Records for this exercise ::
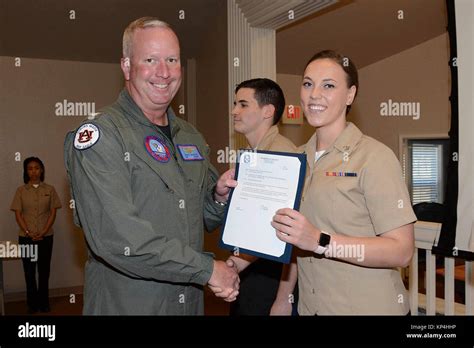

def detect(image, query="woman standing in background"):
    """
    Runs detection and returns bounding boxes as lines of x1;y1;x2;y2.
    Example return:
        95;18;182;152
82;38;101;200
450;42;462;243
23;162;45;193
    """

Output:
10;157;61;314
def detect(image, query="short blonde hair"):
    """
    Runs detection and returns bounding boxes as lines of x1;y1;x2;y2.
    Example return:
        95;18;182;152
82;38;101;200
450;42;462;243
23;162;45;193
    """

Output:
122;17;173;58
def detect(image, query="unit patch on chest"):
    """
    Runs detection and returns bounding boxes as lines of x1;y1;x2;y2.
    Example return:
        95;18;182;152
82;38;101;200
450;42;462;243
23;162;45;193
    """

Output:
144;135;171;163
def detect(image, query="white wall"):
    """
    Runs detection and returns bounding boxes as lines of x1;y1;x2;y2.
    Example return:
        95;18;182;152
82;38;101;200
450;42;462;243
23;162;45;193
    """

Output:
276;33;451;156
0;56;123;294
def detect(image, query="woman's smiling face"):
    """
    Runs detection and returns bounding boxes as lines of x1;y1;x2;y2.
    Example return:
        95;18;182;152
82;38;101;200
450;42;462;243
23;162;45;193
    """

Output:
300;58;356;129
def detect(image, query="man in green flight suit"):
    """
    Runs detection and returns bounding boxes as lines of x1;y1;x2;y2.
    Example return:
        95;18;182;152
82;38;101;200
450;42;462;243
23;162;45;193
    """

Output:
64;17;239;315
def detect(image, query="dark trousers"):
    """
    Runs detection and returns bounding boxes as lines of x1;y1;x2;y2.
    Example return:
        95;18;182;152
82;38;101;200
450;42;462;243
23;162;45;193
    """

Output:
18;235;53;310
230;258;299;316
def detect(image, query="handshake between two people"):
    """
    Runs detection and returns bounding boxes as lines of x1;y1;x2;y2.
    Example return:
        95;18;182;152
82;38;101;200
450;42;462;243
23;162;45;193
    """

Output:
207;168;241;301
206;169;266;302
207;258;241;302
207;255;257;302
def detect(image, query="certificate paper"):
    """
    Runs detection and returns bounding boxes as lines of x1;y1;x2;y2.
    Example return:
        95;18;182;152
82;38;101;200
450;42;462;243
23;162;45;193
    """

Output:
219;150;306;263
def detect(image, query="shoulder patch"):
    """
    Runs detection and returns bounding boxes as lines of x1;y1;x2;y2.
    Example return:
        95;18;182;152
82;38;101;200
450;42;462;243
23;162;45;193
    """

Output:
74;123;100;150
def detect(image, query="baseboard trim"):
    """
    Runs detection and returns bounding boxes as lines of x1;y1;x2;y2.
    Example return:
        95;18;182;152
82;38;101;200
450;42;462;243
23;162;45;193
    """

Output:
4;285;83;303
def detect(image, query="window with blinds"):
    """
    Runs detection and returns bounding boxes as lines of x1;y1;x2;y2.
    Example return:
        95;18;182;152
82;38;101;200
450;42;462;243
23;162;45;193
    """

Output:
406;139;449;205
410;143;440;204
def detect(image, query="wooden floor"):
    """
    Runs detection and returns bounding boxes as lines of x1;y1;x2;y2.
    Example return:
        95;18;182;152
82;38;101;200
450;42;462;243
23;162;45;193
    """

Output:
4;288;230;316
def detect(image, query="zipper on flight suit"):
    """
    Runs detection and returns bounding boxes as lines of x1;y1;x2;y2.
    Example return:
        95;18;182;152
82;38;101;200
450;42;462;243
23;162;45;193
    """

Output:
154;125;191;314
154;126;187;179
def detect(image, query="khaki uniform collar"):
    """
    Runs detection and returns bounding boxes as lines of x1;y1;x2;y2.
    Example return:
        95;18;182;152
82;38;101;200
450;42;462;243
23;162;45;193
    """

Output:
304;122;363;168
254;125;279;150
117;89;181;138
332;122;363;154
25;182;44;190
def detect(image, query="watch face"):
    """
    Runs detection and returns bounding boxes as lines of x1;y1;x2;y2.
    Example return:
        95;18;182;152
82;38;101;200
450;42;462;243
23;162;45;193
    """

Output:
319;233;331;247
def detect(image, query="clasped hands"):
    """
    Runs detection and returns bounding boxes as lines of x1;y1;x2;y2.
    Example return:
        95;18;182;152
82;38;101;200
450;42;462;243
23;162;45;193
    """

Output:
26;230;45;241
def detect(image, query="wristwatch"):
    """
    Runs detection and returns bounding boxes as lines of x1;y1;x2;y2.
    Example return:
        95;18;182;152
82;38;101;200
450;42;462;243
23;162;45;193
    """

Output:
214;199;227;206
314;232;331;255
212;186;228;206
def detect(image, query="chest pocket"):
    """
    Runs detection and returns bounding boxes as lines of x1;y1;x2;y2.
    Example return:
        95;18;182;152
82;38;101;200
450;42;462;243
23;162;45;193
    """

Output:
116;118;209;196
132;145;181;195
176;146;208;193
332;173;375;234
130;140;208;198
39;192;52;212
301;170;335;230
333;175;362;209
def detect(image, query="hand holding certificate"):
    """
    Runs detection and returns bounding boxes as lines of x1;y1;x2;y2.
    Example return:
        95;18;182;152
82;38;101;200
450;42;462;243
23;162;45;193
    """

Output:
220;150;306;263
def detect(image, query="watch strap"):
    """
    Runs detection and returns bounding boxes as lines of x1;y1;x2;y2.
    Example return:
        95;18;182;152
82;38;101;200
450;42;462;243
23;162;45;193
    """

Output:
314;245;328;255
314;231;331;255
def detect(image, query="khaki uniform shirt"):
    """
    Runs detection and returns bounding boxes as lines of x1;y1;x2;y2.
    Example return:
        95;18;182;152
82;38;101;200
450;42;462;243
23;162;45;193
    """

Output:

Exercise :: Report how many lines of the data above include "woman", giving the number and no other words.

Written reply :: 2